EXERCISE REQUIREMENTS: Pull out every line below that contains the string "points".

AVAILABLE DATA:
^^^^^^^^

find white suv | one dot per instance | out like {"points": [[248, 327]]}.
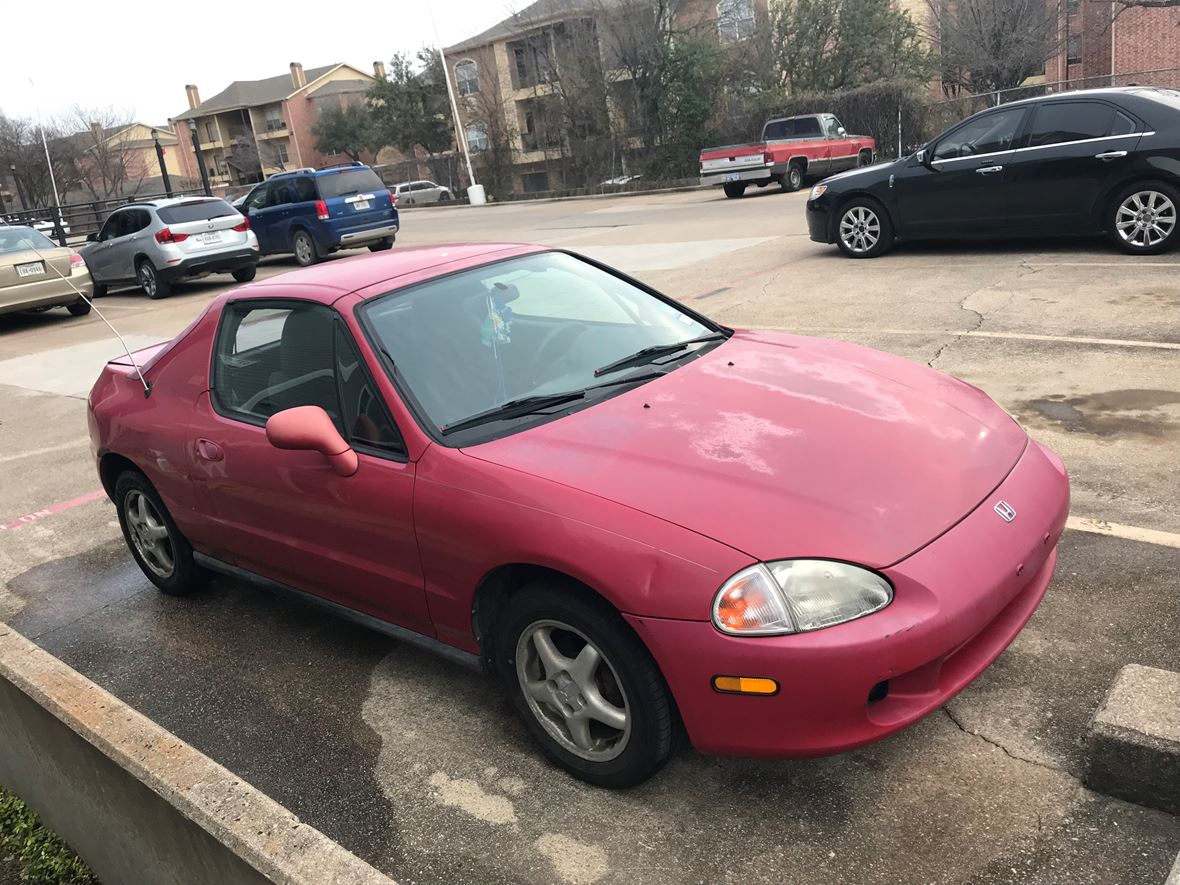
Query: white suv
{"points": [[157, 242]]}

^^^^^^^^

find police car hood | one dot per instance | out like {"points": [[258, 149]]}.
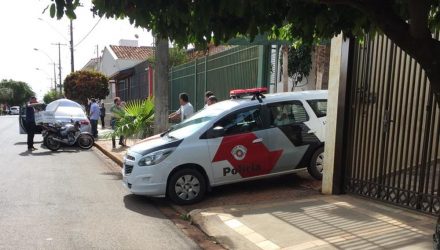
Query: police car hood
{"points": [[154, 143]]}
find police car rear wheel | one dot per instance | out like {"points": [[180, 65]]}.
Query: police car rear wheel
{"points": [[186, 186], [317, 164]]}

^^^^^^^^

REPLY:
find white suv | one dot per instance | out like {"points": [[248, 327]]}.
{"points": [[157, 242]]}
find police car hood | one dot per instance | out like {"points": [[258, 149]]}.
{"points": [[154, 143]]}
find police car rear wheel | one dot per instance | out like {"points": [[180, 65]]}.
{"points": [[186, 186], [317, 164]]}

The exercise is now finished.